**TASK 1**:
Rescale the coordinates in the entries below. Start at the line containing "Can you spot the submerged" and stop after the line containing "x=472, y=177". Write out every line in that span, keeping the wording lines unchanged and multiplying each x and y coordinate by 1.3, rounded to whole numbers with halves going up. Return only those lines.

**QUOTED PASSAGE**:
[wave] bug report for wave

Andreas Sæbjørnsen

18 Nov 2005 18 Nov '05

6:36 p.m.

When preprocessing the code #define $jack int test; $jack using any preprocessor using the wave library, in this case the samples/lexed_tokens/lexed_tokens preprocessor , gives the following error: PP_DEFINE (#369) at test.C ( 1/ 1): >#define< SPACE (#393) at test.C ( 1/ 8): > < lexed_tokens: /home/saebjornsen1/projects/boost/boost/wave/token_ids.hpp:497: boost::wave::util::flex_string<char, std::char_traits<char>, std::allocator<char>, boost::wave::util::CowString<boost::wave::util::AllocatorStringStorage<char, std::allocator<char> >, char*> > boost::wave::get_token_name(boost::wave::token_id): Assertion `id < T_LAST_TOKEN-T_FIRST_TOKEN' failed. Aborted using the preprocesor cpp (from the gcc team) I get (as cpp test.C): # 1 "test.C" # 1 "<built-in>" # 1 "<command line>" # 1 "test.C" int test; I believe the problem lies in that the lexer does not recognize the '$' as a valid character within the name of macro definition. Thanks Andreas Saebjoernsen

Attachments:

attachment.html (text/html — 1.3 KB)

Show replies by date

Hartmut Kaiser

18 Nov 18 Nov

8:11 p.m.

Andreas Sæbjørnsen wrote:

...

When preprocessing the code #define $jack int test; $jack using any preprocessor using the wave library, in this case the samples/lexed_tokens/lexed_tokens preprocessor , gives the following error:

PP_DEFINE (#369) at test.C ( 1/ 1): >#define< SPACE (#393) at test.C ( 1/ 8): > < lexed_tokens: /home/saebjornsen1/projects/boost/boost/wave/token_ids.hpp:497 : boost::wave::util::flex_string<char, std::char_traits<char>, std::allocator<char>, boost::wave::util::CowString<boost::wave::util::AllocatorStrin gStorage<char, std::allocator<char> >, char*> > boost::wave::get_token_name(boost::wave::token_id): Assertion `id < T_LAST_TOKEN-T_FIRST_TOKEN' failed. Aborted

using the preprocesor cpp (from the gcc team) I get (as cpp test.C): # 1 "test.C" # 1 "<built-in>" # 1 "<command line>" # 1 "test.C"

int test;

I believe the problem lies in that the lexer does not recognize the '$' as a valid character within the name of macro definition.

**EXTRACTED MATERIAL**:

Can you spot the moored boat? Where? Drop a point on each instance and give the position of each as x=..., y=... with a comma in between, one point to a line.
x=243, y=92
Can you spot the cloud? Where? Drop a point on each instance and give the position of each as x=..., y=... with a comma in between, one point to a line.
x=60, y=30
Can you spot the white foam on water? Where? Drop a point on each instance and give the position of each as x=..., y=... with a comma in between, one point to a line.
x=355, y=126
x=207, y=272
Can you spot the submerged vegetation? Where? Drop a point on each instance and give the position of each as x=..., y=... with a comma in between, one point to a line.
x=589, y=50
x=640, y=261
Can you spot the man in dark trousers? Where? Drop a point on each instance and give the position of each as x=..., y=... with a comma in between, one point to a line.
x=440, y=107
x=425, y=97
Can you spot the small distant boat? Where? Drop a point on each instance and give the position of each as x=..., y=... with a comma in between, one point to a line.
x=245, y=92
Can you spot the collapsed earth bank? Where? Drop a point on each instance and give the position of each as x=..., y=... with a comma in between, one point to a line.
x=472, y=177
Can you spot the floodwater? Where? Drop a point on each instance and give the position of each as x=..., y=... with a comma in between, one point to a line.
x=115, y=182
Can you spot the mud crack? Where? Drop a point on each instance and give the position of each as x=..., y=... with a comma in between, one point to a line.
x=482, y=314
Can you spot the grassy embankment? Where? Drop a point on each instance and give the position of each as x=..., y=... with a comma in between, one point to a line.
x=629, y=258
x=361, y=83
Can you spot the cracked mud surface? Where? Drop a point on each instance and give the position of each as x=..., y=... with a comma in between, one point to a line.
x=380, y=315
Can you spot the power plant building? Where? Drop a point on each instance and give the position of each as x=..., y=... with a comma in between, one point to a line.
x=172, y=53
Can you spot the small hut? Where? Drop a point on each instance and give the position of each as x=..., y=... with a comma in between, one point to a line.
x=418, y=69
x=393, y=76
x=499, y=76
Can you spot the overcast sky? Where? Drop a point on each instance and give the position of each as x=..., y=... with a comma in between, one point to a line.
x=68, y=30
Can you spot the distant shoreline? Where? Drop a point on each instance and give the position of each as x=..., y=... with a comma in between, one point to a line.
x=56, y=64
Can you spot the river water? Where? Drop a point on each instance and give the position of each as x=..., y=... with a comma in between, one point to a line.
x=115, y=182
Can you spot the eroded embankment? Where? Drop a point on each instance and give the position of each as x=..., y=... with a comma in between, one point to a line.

**TASK 2**:
Write the next part of the forum thread about the Wave preprocessor bug above, starting after its final sentence.

**ANSWER 1**:
Can you spot the submerged vegetation? Where? Drop a point on each instance and give the position of each as x=..., y=... with a comma in between, one point to a line.
x=766, y=65
x=832, y=339
Can you spot the man in dark trousers? Where? Drop a point on each instance and give the position of each as x=..., y=... with a comma in between, one point to a line.
x=572, y=139
x=553, y=126
Can you spot the small distant boat? Where? Drop a point on each instance and give the position of each as x=..., y=... with a comma in between, one point to a line.
x=319, y=120
Can you spot the collapsed earth bank? Where? Drop a point on each instance and give the position of each as x=..., y=... with a comma in between, one point to a line.
x=614, y=230

**ANSWER 2**:
Accordingly to the Standard the '$' character is _not_ part of the basic source character set (see 2.2.1 [lex.charset]). For this reason it won't get recognized as the part of a identifier. I fixed the lexed_tokens sample (actually the Wave library) so you won't get an assertion anymore, but a meaningful output. Now the output is: PP_DEFINE (#369) at test.cpp ( 1/ 1): >#define< SPACE (#393) at test.cpp ( 1/ 8): > < <UnknownToken> (#36 ) at test.cpp ( 1/ 9): >$< IDENTIFIER (#381) at test.cpp ( 1/10): >jack< SPACE (#393) at test.cpp ( 1/14): > < INT (#335) at test.cpp ( 1/15): >int< SPACE (#393) at test.cpp ( 1/18): > < IDENTIFIER (#381) at test.cpp ( 1/19): >test< SEMICOLON (#297) at test.cpp ( 1/23): >;< NEWLINE (#395) at test.cpp ( 1/24): >\n< NEWLINE (#395) at test.cpp ( 2/ 1): >\n< <UnknownToken> (#36 ) at test.cpp ( 3/ 1): >$< IDENTIFIER (#381) at test.cpp ( 3/ 2): >jack< NEWLINE (#395) at test.cpp ( 3/ 6): >\n< BTW: when using the wave driver for the code given above you get: test.cpp(1): error: ill formed preprocessor directive: #define What certainly could be done additionally is to add the '$' character to the valid basic source character set to allow identifiers conatining a '$', but this weakens the Standards conformance of Wave. Any suggestions? HTH Regards Hartmut

Andreas Sæbjørnsen

10:32 p.m.

I think the best soulution would be like you suggested to add the '$' character to the valid basic source character set to allow identifiers containeing a $. I therefore tested out how different major compilers and versions of these compilers handle this. The following compilers and versions of the compilers allow a '$' character within the identifiers (of macros): gcc 2.95, 3.1, 3.2, 3.3.3, 3.4.3 and 4.0.2 icc (intel c compiler) 8.0, 8.1 I would corroborate for the fact that it seems like there is some traction for allowing '$' characters within identifiers in major compiler preprocessors. I have not been able to reproduce the error you got with GCC or with any other compiler . Which compiler and version did you use when you got your error message? Thanks Andreas On 11/18/05, Hartmut Kaiser <hartmut.kaiser@gmail.com> wrote:

...

Andreas Sæbjørnsen wrote:

...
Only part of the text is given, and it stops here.